## [Text segment]
● ● ● ● ● ● ●
THERE'S a weird week ahead of us. President Mbeki, through finance minister Trevor Manuel, has thrown down the gauntlet to our — (pause to insert tongue firmly in cheek) — overworked and exploited comrades in the teaching, health workers, and safety and security services.
If there ever was a time to rally around the government, it's now. A year ago, when some 50 000 teachers were facing retrenchment, the militant and glorious South African Democratic Teachers' Union forced the government to back down. This time around, the stakes are much higher.
The markets will be watching Mbeki's first large-scale confrontation with organised labour with keen interest. Mbeki's Growth Empowerment and Redistribution (Gear) strategy has received high praise, enabling South Africa to better weather the storms of the Asian crisis of last year. Backtracking on the fiscal discipline of Gear under pressure from the unions would not go down well at all.
But let's talk about being African.
I've been following the Helena Dolny / Bonile Jack / Land Bank affair with keen interest, not because of the issue itself, but rather because of the resultant debate around "white" versus "African" agendas within ANC structures.
This debate bothers me immensely. There are influential sectors of the media that attempt to twist an ongoing process of transparency and accountability into a racist witch-hunt when the scrutinee happens to be white. At the same time, this process would not be possible if not for the very real sense of alienation being experienced by those who realise that — in the new scheme of things — their contribution to the struggle counts for less than their relative blackness.
We need to talk about this ... urgently. Here are some of my thoughts on the subject which I shared with an Internet audience some six years ago.
X-News: acuvax soc.culture.african:5276
From: svpillay@berlioz.crs4.it (Kanthan Pillay)
Subject: Random thoughts on being African...
● ● ● ● ● ● ●
## [Instruction 1]
Quote, word for word, the lines of the records starting with the line that contains "Can you locate the fur-trimmed" and going on through the last line of the records.
## [Instruction 2]
Extend the column on South African politics and being African, picking up right after its last line.
The records that come next have no connection to the column on South African politics.

## [Available data]
● ● ● ● ● ● ●
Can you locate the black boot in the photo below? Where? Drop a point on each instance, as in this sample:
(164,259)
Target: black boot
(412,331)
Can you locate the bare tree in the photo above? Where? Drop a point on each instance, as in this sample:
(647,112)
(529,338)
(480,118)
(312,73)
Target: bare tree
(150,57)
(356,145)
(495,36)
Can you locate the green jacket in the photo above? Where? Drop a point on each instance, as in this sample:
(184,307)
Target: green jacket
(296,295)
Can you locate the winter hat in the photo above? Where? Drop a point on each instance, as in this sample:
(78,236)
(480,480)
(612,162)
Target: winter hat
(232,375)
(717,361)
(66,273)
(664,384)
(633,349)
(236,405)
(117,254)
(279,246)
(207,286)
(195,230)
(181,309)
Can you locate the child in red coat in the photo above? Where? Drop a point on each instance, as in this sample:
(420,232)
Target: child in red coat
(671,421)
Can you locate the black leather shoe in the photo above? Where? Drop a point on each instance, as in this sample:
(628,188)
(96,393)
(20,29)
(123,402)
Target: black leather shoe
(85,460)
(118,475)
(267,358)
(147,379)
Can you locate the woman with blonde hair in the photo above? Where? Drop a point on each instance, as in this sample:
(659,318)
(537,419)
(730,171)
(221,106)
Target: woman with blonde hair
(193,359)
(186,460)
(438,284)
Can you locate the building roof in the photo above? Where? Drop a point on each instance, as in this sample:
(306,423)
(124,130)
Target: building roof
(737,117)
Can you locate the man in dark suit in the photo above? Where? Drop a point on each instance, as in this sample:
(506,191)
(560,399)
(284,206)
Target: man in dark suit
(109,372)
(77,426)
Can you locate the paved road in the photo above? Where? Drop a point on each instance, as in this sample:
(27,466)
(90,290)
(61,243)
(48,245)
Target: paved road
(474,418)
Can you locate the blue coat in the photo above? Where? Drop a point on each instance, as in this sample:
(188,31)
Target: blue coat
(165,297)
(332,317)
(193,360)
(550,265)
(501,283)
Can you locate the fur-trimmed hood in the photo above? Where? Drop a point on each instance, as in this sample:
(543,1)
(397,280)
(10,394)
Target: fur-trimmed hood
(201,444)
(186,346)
● ● ● ● ● ● ●
## [Written reply 1]
Can you locate the fur-trimmed hood in the photo above? Where? Drop a point on each instance, as in this sample:
(543,1)
(397,280)
(10,394)
Target: fur-trimmed hood
(201,444)
(186,346)

## [Written reply 2]
Date: Tue, 8 Jun 1993 15:27:19 GMT
Message-ID:<\9306081426.AA18993@berlioz.crs4.it
It was Peter Tosh who said: "It doesn't matter where you come
from. As long as you're a black man, you're an African". Catchy
tune, I love the song. But what do the words mean?
"black": Who is black? My skin is darker than many people of
Negroid ancestry, but because my ancestry is Dravidian, they call
me "Indian". Why? Because my hair is straight?
"man": Who is man? Man is born of woman. What of the woman? Is
she not worthy?
"African": Who is African? Is it Virginia governor Douglas
Wilder? Is it Boutrous Boutrous Ghali? Is it Robert Mugabe? Is it
Muammar Gadaffi? Is it PW Botha?
I am a third generation South African. My ancestors were brought
to South Africa as slave labour for the sugar cane fields in 1860.
African soil gave birth to my grandparents and my parents and my
siblings, and its food nourished us. Are we African?
What of my daughter, born here in Sardinia? Or her mother, my
soul-mate, who was born in England but raised in Africa? What of
all those people who carry my blood in their veins from my years of
donating blood while at home? Are they more or less African as a
result?
There are those of us who refer to South Africa as "the
motherland", while there are those of us who refer to South Africa
as "die vaderland". She is neither. He is both. She nourishes. He
destroys. People have come and gone. We do not own the land any
more than the crocodile owns the Mgeni or the meerkat owns the
Karoo or the rat owns the canefields. No one speaks for Africa and
Africa speaks for no one. Love Africa, but do not presume to own
her.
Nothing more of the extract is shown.